● Goal
Filter the listing below and copy each line that contains the word "beach".

● Records for processing
#####

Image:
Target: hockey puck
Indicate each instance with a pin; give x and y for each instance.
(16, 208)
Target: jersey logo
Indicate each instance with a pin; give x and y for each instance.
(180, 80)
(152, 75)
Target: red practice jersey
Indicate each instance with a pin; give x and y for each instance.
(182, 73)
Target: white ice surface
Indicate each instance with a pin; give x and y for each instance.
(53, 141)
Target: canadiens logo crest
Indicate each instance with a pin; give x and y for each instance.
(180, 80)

#####

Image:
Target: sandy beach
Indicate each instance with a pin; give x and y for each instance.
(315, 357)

#####

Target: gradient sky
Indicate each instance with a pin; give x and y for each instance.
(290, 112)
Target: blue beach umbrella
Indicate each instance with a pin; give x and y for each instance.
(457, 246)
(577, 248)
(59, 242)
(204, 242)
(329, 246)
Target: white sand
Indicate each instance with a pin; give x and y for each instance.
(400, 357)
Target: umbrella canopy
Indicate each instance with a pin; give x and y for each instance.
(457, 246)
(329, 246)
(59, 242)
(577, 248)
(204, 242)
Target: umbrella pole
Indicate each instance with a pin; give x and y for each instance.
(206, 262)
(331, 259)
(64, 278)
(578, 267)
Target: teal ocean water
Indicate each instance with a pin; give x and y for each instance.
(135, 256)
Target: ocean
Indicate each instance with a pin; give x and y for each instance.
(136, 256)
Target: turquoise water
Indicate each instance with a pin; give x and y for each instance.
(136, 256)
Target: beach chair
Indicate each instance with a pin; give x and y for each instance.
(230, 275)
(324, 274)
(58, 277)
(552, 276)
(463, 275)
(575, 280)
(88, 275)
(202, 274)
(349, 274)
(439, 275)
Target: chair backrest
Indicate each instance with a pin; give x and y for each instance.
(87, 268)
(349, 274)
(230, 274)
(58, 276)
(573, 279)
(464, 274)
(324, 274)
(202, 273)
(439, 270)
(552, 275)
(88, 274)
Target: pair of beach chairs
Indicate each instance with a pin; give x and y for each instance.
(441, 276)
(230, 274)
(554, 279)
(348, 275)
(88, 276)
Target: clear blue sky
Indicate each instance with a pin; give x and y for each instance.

#####

● Output of the exercise
Target: sandy beach
Target: blue beach umbrella
Target: beach chair
Target: pair of beach chairs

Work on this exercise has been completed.